▸ Your goal: Within the data that follows, how many lines carry the string "sample"? Give the number alone.

[Stored data entries]
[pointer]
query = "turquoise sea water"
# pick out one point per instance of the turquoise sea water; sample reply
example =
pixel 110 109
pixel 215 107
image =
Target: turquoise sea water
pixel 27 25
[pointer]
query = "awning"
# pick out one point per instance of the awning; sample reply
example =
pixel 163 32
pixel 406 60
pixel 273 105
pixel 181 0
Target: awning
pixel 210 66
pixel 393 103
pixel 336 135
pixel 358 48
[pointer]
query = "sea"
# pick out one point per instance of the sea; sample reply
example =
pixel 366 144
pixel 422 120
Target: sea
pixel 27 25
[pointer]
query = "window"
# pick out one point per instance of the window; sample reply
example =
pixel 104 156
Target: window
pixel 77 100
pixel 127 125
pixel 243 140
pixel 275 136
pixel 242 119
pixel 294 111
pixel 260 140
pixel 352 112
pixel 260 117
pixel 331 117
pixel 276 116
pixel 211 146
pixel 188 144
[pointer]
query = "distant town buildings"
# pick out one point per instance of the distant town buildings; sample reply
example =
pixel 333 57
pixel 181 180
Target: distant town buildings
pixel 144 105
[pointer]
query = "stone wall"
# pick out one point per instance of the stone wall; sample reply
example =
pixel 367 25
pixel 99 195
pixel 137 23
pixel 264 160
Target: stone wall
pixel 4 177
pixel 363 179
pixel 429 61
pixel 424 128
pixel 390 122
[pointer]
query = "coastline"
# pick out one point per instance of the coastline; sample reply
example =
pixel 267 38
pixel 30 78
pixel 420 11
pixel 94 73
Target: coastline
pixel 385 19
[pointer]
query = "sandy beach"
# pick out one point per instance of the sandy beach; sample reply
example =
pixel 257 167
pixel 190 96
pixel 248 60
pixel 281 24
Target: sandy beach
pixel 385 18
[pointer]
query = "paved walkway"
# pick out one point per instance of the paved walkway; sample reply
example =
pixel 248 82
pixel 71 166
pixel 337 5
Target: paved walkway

▸ Response for this exercise: 9